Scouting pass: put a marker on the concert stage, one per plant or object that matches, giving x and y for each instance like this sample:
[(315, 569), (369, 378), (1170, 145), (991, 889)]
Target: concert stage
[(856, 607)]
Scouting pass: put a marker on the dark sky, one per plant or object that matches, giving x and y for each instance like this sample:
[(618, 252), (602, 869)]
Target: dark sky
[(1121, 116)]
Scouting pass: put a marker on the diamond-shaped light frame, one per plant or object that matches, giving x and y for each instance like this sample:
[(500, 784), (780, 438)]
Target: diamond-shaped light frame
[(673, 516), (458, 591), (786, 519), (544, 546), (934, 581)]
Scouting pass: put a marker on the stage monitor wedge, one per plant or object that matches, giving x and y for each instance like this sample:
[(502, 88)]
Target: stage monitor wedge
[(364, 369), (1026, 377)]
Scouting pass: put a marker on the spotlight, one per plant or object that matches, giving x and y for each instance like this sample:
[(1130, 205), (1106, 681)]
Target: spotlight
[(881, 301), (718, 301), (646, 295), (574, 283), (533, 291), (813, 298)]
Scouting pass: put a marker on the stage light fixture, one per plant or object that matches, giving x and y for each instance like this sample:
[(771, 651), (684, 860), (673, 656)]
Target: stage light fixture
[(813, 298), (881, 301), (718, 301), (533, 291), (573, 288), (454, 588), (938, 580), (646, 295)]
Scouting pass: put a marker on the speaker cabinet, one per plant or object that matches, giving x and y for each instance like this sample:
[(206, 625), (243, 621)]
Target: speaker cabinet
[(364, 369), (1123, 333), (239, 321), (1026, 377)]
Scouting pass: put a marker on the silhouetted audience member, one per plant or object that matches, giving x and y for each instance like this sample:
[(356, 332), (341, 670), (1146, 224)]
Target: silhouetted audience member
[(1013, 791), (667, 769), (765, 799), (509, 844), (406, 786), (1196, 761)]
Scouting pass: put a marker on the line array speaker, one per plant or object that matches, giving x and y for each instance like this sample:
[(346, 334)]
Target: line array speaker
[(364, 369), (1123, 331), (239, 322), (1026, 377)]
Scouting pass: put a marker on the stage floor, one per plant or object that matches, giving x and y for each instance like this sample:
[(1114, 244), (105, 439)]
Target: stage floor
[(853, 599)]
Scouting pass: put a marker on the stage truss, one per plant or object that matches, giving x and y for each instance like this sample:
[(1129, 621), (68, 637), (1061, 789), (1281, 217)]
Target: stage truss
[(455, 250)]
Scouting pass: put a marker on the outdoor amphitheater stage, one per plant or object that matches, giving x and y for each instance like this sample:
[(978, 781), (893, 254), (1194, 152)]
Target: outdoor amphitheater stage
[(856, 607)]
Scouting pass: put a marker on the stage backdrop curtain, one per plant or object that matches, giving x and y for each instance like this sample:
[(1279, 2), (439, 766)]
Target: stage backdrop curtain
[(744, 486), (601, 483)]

======

▸ What the task requires: Write every entry out again. Keep each one exact.

▸ Written answer:
Scouting pass: put a marker on the concert stage, one per plant or object that matches, giving x and y for each instance like this sample:
[(315, 569), (369, 378), (1170, 145), (991, 889)]
Target: concert stage
[(856, 607)]
Scouting pass: put a marker on the dark sky, one per plant or object that matches, giving x and y for each instance like this sample:
[(618, 252), (602, 869)]
Target: dark sky
[(1121, 116)]
Scouting pass: put a marker on the diamond-shaped light frame, one per plant or object that matches, giving x and y for each instance like this sample:
[(500, 784), (780, 438)]
Target: diamond-shaped light frame
[(673, 516), (458, 591), (786, 519), (544, 546), (934, 581)]
Scouting pass: put a marker on the stage monitor wedge, one per plant or object that matches, giving x and y for each instance like this sample:
[(502, 88)]
Target: stage monitor wedge
[(364, 369), (1026, 377)]
Scouting pass: put a marker on the spotlight, one per plant or object that matches, giving x and y for each instance like this sample:
[(1130, 205), (1106, 681)]
Target: spotlight
[(881, 301), (718, 301), (646, 295), (574, 283), (533, 291), (813, 298)]
Scouting pass: put a marker on the stage light fixture, one per plant or object that matches, giving x and y for each instance like this sample:
[(771, 651), (684, 860), (673, 656)]
Target: stage light fixture
[(813, 298), (881, 301), (718, 301), (533, 291), (573, 288), (454, 588), (938, 580), (646, 295)]
Scouting pass: put a marker on the speaker cabinet, one per plant or object that matches, giving x and y for each instance like this sample:
[(206, 625), (243, 621)]
Target: speaker cabinet
[(364, 369), (1123, 333), (239, 321), (1026, 377)]
Scouting pass: put a marker on the silhouetted audience member, one per plant or object that matches, giving x and y for each instance like this sample:
[(356, 332), (341, 670), (1146, 224)]
Target: silhouetted audience member
[(1013, 791), (667, 769), (765, 799), (509, 844), (406, 786), (1196, 761)]
Scouting pass: put a marker on the line array speaker, one per plant or object that matches, giving x and y for each instance like this sample:
[(346, 334)]
Target: line array speaker
[(364, 369), (1123, 331), (239, 322), (1026, 377)]
Scouting pass: put a marker on the stage floor, one per plant or object that matches, giving x and y for each instance like this sample:
[(1114, 244), (105, 439)]
Target: stage floor
[(853, 599)]
Scouting pass: put a marker on the stage truss, one per plant or object that matches, giving x and y for each instance like this sample:
[(1129, 621), (68, 637), (1061, 789), (1281, 217)]
Target: stage truss
[(455, 250)]
Scouting pass: put a marker on the outdoor amphitheater stage, one per plant or object that matches, giving x and y for each instance like this sample:
[(978, 781), (893, 254), (1194, 152)]
Target: outdoor amphitheater stage
[(856, 607)]
Scouting pass: put a marker on the stage backdrop curtain, one per plant or object that matches, giving x and y for each instance like this sample:
[(1279, 2), (439, 766)]
Target: stage backdrop curtain
[(744, 486), (601, 483)]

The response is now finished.